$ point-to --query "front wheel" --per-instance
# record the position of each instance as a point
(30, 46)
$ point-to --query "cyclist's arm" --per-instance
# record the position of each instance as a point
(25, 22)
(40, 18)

**Requirement:** Write out every line of the records above again, requests included. Multiply each coordinate in the answer points by 1.7 and round it to a whole number, rounding halves up.

**Written answer:**
$ point-to --query "front wheel" --per-instance
# record the position of each instance as a point
(51, 78)
$ point-to --query "cyclist's arm" --per-instance
# record the position of each instance as a point
(43, 37)
(68, 31)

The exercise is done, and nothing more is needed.